Collection entries
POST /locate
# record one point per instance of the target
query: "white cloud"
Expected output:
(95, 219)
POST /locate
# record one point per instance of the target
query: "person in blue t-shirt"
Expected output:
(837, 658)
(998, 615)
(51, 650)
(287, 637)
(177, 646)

What is asked - Reproduce every record above line for line, without any changes.

Response to this exercise -
POST /locate
# record one point per instance of the target
query: "white cloud"
Expected output:
(95, 219)
POST /locate
# record one point per instance of the target
query: "person in blue t-shirt"
Expected output:
(837, 658)
(998, 615)
(51, 650)
(287, 637)
(177, 646)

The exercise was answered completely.